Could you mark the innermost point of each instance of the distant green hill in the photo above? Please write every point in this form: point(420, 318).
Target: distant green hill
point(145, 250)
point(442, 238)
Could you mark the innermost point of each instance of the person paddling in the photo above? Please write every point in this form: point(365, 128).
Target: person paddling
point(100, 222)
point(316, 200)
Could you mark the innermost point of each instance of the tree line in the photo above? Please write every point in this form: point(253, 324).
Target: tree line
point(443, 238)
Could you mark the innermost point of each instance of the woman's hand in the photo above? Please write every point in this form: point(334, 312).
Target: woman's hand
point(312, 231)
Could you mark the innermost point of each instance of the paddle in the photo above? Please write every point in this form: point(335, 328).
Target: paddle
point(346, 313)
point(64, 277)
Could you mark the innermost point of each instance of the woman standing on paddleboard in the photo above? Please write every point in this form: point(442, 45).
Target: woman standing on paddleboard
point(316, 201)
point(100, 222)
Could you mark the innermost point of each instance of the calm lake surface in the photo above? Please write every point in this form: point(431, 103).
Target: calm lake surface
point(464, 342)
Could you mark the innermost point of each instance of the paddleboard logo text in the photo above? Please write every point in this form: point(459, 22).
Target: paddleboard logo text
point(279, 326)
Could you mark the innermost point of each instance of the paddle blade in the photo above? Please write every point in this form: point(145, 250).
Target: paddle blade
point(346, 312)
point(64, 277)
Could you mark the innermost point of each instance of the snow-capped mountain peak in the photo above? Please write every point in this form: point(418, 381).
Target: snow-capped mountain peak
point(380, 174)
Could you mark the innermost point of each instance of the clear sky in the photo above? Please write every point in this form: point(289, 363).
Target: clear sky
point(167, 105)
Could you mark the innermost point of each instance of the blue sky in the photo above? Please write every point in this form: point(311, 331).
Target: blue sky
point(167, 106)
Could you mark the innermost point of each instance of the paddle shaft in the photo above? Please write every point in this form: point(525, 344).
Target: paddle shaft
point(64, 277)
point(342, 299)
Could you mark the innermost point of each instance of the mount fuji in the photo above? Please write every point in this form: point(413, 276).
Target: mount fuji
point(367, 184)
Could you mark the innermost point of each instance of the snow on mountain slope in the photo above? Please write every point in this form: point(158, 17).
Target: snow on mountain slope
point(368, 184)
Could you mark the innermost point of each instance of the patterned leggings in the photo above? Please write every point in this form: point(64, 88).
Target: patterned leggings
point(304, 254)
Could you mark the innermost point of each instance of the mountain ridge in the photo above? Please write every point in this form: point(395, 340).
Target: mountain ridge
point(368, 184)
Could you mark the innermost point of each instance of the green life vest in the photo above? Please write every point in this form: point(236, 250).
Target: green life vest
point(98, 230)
◇ ◇ ◇ ◇ ◇
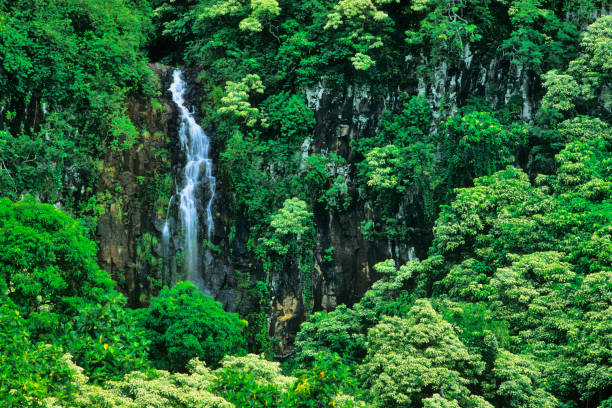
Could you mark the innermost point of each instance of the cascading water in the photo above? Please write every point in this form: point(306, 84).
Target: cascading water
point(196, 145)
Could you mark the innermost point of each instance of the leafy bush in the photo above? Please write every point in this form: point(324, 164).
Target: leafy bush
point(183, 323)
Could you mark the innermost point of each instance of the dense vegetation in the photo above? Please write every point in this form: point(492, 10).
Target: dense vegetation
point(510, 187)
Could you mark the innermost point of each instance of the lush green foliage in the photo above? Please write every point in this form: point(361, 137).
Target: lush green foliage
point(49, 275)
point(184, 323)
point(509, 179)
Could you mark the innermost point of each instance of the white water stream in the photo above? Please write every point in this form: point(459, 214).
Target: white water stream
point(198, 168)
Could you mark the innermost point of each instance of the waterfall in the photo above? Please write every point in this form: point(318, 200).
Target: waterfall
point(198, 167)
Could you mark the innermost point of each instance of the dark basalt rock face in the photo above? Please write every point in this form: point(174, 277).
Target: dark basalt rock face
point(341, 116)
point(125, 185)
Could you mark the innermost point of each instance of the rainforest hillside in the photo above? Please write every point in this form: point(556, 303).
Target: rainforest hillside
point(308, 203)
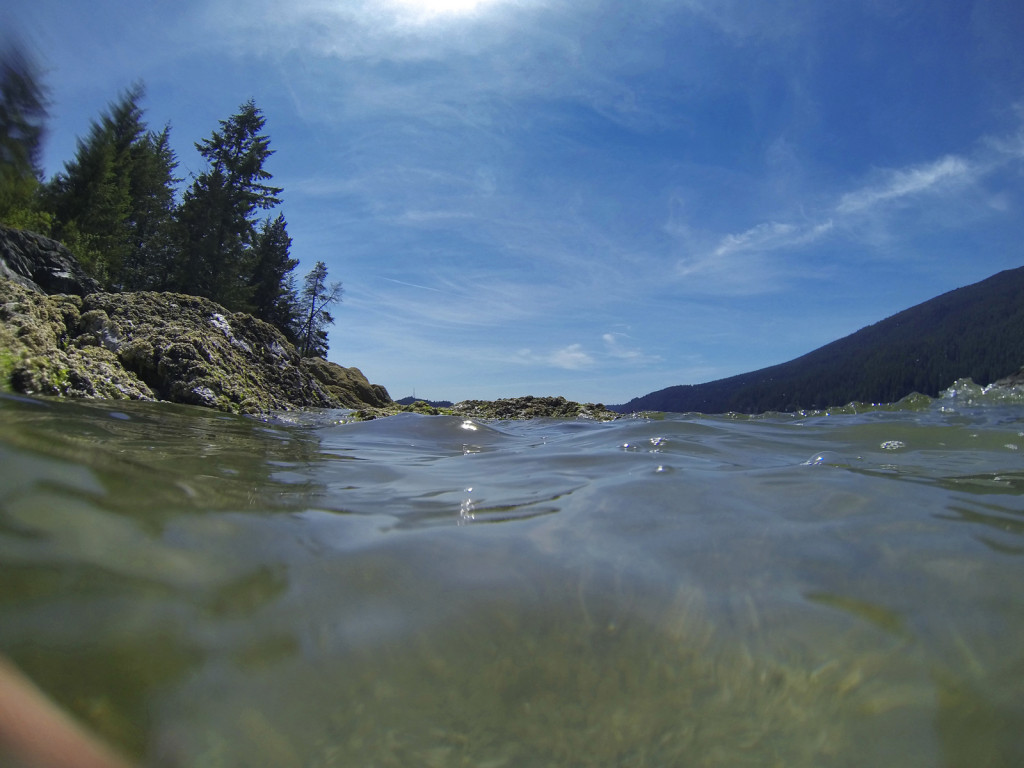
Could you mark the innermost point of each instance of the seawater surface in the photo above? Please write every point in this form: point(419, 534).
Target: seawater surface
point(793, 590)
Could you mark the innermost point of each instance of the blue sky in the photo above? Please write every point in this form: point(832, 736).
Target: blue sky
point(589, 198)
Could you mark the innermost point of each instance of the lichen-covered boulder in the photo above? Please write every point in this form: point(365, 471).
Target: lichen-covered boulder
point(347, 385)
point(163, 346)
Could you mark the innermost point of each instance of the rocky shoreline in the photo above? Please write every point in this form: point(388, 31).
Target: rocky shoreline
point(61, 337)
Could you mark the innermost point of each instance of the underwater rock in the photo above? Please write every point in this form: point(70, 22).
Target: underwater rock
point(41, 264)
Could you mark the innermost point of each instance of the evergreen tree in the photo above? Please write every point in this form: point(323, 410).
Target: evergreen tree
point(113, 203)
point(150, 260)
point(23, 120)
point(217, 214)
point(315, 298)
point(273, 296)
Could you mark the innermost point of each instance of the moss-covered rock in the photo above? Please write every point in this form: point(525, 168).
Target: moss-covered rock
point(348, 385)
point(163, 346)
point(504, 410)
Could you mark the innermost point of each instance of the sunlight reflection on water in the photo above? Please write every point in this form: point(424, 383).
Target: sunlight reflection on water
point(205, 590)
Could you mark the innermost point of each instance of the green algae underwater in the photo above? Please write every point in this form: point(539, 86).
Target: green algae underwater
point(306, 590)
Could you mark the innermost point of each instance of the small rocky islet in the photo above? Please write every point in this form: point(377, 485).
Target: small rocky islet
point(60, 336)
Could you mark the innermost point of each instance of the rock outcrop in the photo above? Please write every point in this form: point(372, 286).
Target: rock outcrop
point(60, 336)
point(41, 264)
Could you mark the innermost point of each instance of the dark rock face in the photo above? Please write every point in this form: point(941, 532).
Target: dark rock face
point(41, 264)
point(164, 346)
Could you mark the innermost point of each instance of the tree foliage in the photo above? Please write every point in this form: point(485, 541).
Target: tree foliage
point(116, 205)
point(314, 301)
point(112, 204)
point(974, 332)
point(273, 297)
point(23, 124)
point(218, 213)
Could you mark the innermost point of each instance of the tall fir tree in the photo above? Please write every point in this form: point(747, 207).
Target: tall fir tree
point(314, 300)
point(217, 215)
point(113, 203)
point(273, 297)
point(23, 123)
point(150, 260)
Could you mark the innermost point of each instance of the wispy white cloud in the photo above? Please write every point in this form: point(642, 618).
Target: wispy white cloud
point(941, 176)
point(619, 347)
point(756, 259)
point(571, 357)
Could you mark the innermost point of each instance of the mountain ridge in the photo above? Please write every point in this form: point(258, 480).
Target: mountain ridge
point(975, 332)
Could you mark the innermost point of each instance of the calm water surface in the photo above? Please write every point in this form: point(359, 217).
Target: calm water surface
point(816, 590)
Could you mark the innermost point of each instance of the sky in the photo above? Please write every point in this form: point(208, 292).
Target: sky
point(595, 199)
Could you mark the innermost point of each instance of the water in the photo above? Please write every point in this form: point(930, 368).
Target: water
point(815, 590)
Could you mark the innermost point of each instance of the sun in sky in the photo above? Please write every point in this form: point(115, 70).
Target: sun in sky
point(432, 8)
◇ ◇ ◇ ◇ ◇
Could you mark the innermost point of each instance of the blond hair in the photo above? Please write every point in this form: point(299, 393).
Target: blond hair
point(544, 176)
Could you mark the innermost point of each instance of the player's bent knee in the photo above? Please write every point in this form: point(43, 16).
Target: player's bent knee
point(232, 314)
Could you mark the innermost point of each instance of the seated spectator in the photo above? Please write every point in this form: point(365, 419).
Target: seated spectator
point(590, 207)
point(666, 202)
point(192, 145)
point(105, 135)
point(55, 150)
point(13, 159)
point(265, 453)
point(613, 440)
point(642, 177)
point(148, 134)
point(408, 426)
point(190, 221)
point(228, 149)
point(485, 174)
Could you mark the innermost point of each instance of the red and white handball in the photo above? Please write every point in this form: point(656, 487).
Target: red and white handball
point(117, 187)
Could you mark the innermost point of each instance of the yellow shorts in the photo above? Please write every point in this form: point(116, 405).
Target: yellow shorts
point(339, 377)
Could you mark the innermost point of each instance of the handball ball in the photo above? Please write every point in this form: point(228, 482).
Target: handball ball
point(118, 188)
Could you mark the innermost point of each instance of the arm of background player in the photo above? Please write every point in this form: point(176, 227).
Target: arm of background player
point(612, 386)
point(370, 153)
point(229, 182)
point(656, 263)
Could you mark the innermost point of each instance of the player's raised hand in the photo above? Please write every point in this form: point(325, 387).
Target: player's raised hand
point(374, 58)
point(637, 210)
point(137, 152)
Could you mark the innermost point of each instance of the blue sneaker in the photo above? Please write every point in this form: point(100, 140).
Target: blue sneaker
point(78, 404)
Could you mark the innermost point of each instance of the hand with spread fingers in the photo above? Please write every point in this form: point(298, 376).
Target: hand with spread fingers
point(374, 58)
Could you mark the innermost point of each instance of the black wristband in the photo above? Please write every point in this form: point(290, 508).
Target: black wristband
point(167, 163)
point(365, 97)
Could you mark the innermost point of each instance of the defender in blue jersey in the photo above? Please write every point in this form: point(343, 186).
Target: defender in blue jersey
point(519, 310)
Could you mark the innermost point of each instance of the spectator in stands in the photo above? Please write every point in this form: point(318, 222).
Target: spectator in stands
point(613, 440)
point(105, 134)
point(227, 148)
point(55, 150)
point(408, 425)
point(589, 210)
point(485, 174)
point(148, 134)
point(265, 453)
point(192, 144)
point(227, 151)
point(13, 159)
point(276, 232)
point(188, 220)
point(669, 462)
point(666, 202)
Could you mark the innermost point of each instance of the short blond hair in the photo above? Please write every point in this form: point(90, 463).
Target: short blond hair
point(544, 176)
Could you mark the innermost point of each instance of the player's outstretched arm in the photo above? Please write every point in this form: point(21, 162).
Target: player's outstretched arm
◇ ◇ ◇ ◇ ◇
Convert the records from the line with "form: point(525, 168)." to the line with "point(504, 410)" into a two-column CSV with the headers text and answer. Give one row per record, with each field in quotes and any line breaks replaced by spaces.

text,answer
"Could you mark the innermost point of each instance of the moss-covered rock in the photo above? Please write every point in this form: point(525, 168). Target: moss-covered rock","point(348, 385) point(163, 346) point(504, 410)"